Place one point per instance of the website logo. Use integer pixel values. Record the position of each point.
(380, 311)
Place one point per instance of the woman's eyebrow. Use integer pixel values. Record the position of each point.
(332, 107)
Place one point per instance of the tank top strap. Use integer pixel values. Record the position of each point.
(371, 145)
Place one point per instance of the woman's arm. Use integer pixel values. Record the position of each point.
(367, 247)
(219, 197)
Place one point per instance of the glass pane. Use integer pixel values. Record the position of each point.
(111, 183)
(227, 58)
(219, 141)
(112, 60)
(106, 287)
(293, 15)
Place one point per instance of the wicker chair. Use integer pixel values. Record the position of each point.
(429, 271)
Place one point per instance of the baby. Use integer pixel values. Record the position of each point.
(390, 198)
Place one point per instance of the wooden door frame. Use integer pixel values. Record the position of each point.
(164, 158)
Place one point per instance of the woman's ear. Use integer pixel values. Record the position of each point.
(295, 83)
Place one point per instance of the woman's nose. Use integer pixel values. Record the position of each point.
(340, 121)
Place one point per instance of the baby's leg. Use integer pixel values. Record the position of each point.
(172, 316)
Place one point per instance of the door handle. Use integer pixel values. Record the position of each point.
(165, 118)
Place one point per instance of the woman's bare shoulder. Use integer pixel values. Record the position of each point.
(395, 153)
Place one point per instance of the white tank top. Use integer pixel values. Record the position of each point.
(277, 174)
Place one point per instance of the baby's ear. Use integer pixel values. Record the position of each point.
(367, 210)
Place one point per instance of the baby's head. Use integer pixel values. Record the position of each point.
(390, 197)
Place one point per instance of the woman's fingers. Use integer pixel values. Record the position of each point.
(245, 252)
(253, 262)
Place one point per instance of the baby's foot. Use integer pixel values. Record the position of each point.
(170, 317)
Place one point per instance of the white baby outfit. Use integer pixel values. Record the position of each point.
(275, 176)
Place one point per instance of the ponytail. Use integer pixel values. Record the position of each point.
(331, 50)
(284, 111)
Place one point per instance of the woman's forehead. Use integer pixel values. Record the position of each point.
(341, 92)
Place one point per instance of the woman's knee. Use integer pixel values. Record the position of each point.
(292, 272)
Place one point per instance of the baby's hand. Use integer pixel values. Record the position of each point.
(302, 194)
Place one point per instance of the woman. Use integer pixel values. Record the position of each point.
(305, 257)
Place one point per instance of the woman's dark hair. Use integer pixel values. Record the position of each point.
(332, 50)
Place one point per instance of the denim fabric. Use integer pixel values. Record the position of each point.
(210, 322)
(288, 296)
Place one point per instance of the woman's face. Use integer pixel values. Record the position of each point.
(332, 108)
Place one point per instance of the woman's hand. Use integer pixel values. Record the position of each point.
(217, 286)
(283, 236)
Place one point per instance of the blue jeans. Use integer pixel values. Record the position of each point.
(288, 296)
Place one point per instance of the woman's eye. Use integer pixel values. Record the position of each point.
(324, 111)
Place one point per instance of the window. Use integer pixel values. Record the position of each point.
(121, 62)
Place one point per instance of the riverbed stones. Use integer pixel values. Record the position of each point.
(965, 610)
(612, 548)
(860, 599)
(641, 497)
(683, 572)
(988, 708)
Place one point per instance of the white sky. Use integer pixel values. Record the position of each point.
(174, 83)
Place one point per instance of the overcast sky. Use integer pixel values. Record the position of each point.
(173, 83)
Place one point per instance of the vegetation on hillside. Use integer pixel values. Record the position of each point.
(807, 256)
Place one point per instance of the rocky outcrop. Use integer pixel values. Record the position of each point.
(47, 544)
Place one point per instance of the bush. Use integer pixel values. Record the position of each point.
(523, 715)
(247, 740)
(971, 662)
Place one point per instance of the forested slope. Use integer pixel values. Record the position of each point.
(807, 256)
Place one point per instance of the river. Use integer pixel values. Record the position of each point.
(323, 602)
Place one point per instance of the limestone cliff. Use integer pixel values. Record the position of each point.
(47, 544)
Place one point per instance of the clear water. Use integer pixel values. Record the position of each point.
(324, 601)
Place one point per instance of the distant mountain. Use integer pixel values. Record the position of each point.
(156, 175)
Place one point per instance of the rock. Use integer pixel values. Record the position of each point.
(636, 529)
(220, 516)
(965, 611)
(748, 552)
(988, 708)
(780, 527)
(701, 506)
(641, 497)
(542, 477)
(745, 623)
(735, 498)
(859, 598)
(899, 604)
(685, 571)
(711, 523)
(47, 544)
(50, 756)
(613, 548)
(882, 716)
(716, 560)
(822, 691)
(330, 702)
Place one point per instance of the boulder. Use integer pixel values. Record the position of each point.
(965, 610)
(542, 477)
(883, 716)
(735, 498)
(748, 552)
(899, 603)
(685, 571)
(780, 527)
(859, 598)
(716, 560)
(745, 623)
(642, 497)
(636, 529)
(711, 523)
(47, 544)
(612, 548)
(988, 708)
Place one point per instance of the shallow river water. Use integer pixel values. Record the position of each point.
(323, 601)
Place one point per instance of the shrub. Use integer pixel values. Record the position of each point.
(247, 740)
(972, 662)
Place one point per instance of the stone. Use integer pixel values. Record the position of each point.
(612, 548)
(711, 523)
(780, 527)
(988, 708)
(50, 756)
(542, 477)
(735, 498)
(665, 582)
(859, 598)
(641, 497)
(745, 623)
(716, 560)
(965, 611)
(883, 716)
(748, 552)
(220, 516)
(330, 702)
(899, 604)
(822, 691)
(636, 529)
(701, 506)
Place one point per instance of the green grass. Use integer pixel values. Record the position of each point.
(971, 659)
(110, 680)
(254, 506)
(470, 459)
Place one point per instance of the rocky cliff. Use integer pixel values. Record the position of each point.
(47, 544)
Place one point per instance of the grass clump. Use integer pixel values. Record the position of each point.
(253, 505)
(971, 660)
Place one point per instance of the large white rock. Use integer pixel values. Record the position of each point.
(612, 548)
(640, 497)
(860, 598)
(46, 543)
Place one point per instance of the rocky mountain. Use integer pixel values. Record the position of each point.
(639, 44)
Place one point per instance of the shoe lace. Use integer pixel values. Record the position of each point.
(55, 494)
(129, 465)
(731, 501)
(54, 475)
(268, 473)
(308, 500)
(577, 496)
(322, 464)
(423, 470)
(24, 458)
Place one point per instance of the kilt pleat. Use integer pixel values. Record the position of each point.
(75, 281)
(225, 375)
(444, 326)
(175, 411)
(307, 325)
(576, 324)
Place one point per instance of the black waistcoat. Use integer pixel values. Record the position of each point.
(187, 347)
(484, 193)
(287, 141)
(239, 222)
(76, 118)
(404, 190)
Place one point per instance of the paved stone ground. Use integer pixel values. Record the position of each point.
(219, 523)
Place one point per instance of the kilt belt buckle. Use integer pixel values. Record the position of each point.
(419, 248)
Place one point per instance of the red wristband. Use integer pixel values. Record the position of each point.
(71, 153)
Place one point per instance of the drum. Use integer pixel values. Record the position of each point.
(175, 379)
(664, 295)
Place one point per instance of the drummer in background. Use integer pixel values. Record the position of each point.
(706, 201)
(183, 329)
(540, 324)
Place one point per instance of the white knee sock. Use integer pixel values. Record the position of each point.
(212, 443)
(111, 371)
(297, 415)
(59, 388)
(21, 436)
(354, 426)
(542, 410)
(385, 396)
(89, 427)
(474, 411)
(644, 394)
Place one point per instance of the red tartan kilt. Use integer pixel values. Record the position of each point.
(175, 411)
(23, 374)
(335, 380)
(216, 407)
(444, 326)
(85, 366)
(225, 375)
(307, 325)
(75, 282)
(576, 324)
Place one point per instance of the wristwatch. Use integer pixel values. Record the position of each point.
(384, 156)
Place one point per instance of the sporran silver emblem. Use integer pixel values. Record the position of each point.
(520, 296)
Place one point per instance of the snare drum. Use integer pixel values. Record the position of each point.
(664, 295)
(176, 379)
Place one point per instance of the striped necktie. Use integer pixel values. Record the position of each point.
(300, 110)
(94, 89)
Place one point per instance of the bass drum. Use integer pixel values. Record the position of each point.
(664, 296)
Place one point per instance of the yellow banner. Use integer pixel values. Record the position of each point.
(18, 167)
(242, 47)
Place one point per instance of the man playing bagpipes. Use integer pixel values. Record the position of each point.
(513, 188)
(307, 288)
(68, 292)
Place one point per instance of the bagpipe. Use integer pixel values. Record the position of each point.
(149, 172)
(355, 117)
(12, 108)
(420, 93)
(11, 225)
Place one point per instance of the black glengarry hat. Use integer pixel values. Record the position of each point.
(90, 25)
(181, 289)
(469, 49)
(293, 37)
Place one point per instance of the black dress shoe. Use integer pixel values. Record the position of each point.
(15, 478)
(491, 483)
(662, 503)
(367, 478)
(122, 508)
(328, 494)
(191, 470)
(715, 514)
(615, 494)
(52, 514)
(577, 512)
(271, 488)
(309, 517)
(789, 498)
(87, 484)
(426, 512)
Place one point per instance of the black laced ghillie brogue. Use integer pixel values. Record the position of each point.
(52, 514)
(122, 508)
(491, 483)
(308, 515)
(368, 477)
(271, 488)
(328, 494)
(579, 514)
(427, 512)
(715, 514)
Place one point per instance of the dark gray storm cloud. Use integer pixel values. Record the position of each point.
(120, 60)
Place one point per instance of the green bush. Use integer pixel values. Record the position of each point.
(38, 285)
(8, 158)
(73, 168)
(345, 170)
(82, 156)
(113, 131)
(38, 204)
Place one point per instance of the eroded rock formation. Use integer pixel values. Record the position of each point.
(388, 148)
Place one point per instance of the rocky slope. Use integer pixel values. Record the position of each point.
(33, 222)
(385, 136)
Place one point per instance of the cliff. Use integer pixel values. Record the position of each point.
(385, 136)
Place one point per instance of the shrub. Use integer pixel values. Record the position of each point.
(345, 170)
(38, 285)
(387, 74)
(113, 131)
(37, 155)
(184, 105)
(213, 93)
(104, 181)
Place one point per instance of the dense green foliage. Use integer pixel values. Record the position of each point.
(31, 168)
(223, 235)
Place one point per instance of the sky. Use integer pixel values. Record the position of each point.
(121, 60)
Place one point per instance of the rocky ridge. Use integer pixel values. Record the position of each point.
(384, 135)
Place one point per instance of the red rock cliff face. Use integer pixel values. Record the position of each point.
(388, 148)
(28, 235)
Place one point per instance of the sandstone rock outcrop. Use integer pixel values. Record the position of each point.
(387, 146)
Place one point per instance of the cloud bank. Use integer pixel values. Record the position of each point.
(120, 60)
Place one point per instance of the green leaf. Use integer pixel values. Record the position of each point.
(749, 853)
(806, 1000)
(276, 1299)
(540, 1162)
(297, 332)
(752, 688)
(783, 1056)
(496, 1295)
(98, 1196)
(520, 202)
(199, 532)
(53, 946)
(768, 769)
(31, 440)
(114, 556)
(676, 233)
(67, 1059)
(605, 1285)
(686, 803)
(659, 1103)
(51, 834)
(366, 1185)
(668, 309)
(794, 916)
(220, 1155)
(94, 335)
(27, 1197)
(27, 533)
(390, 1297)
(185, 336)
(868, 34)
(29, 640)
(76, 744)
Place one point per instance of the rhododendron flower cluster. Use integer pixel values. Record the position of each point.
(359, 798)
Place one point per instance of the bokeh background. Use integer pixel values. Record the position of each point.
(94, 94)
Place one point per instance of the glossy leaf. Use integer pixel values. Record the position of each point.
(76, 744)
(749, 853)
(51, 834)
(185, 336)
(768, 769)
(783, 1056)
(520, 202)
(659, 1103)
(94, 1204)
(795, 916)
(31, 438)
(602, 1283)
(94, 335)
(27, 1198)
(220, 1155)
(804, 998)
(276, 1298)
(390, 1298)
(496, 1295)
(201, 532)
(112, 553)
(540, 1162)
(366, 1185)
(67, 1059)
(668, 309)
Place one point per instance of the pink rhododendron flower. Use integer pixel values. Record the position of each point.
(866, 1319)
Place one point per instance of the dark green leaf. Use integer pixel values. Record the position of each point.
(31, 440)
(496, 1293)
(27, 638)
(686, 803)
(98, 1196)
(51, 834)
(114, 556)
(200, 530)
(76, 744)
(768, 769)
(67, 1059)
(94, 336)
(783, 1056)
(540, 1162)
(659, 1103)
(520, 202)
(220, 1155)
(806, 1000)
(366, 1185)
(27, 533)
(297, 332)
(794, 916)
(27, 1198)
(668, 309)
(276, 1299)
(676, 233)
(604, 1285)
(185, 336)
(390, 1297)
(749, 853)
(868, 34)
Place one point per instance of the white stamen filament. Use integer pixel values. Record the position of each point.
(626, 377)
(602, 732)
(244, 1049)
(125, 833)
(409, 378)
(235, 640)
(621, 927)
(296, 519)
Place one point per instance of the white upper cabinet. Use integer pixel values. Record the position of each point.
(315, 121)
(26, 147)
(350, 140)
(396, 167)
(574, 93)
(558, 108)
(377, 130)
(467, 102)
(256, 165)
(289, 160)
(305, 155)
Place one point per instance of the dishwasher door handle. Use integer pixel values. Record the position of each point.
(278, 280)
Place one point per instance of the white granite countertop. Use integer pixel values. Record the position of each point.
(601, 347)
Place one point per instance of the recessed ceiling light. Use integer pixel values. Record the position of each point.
■ ■ ■ ■ ■ ■ ■
> _WHAT IS EXPECTED_: Only the lines from the one holding "Place one point per instance of the bokeh" through the end of the listing should be given again, exactly and with both ends included.

> _REPLY_:
Place one point per instance of the bokeh background. Use integer pixel values. Record the position of each point.
(94, 94)
Place one point per instance of the glossy leaf. Use integer pixel values. Record the position of each point.
(76, 744)
(749, 853)
(51, 834)
(185, 336)
(768, 769)
(783, 1056)
(520, 202)
(659, 1103)
(94, 1204)
(795, 916)
(31, 438)
(602, 1283)
(94, 335)
(27, 1198)
(220, 1155)
(804, 998)
(276, 1298)
(390, 1298)
(496, 1295)
(201, 532)
(112, 553)
(540, 1162)
(366, 1185)
(67, 1059)
(668, 309)
Place one point per instance of the pink rhododendron flower. Use integer pixel values. Record the position of each point.
(866, 1319)
Place one point per instance of the dark green leaf. Use integer pixel values. Record the position of each point.
(31, 440)
(496, 1293)
(27, 638)
(686, 803)
(98, 1196)
(51, 834)
(114, 556)
(200, 530)
(76, 744)
(768, 769)
(67, 1059)
(94, 336)
(783, 1056)
(540, 1162)
(659, 1103)
(520, 202)
(220, 1155)
(806, 1000)
(366, 1185)
(27, 533)
(297, 332)
(794, 916)
(27, 1198)
(668, 309)
(276, 1299)
(676, 233)
(604, 1285)
(185, 336)
(390, 1297)
(749, 853)
(868, 34)
Place one point per instance of the white stamen filament. Use integer pixel values. Record the position of each point.
(626, 377)
(602, 732)
(244, 1049)
(125, 833)
(409, 378)
(235, 640)
(621, 927)
(296, 519)
Place one point per instance of the white upper cabinet. Use integer pixel values. Record the position of each point.
(315, 121)
(26, 147)
(350, 140)
(396, 167)
(574, 93)
(558, 108)
(377, 130)
(467, 102)
(256, 165)
(289, 160)
(305, 155)
Place one point per instance of the dishwasher door handle. Use integer pixel values. Record the position of each point.
(278, 280)
Place one point per instance of the white granite countertop. Use integer pixel values. Record the position of each point.
(601, 347)
Place one point per instance of the recessed ceiling light. Use integer pixel values. Record the position of each point.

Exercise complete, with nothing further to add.